Excerpt:

==================================================

Anyways, What you are referring to is a NAS (Network attached storage) For this to work right without paying a huge price, you will need to buy some low end parts and basically build another computer. The components do not need to be any type of performers, just regular old parts that people are giving away or selling very cheap. you could even go with a P3 setup. After you have all your basic components (ie, motherboard, ram, cpu) you are going to need to get a controller for the extra cards. Now if you are referring to IDE hard drives then you are going to need THIS or if you are referring to Serial ATA or SATA then you will need THIS. Now linux could be sued but im not really familiar with Linux as well as XP. Basically you could set up the NAS, then unplug the monitor and keyboard and just leave it the attic or basement or somewhere out of the way and just leave it on. im sure someone has a better idea but thats what i am going to suggest 🙂
 
If you have an xp PRO or windows 2000 pro OS, you can do a software raid by patching some files and glue the drives together. The info is from Tom's Hardware ~2004.

I did it on a networked box using a gaggle of three drives plus a boot drive. The drives are a 400g PATA, 400g SATA, and a 320g SATA. I used the 1st 80g of the 400g drives for a striped 160g drive and the remaining three 320g chunks for a raid 5 drive of 640g. (all numbers in decimal gigs)

I don't know what is available for software raid in the Linux world, but this windows approach will work fine. The OS $$ is the main drawback. Also the speeds can be comparable to hardware raid, since the bottleneck is usually the drives themselves.

Raid 5 is fast on the read, but slow random writing because a single random write requires at least 2 reads and 2 writes. However, file servers are mostly being read, not written to, so the redundancy and size efficiency of raid 5 will usually be more important.

==================================================

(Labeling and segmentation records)
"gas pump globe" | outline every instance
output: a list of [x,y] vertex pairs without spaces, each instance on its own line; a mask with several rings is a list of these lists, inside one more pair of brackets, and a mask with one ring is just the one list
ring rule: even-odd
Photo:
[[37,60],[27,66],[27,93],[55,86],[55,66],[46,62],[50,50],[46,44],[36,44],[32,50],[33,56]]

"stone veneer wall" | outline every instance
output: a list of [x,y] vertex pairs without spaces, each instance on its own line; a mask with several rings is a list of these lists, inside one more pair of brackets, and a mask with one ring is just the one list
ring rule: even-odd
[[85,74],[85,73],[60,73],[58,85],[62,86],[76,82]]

==================================================

Stated goal: Extract the passage from the post about building a NAS above that runs between "If you have" and "the drives themselves.", inclusive.

Task answer:
If you have an xp PRO or windows 2000 pro OS, you can do a software raid by patching some files and glue the drives together. The info is from Tom's Hardware ~2004.

I did it on a networked box using a gaggle of three drives plus a boot drive. The drives are a 400g PATA, 400g SATA, and a 320g SATA. I used the 1st 80g of the 400g drives for a striped 160g drive and the remaining three 320g chunks for a raid 5 drive of 640g. (all numbers in decimal gigs)

I don't know what is available for software raid in the Linux world, but this windows approach will work fine. The OS $$ is the main drawback. Also the speeds can be comparable to hardware raid, since the bottleneck is usually the drives themselves.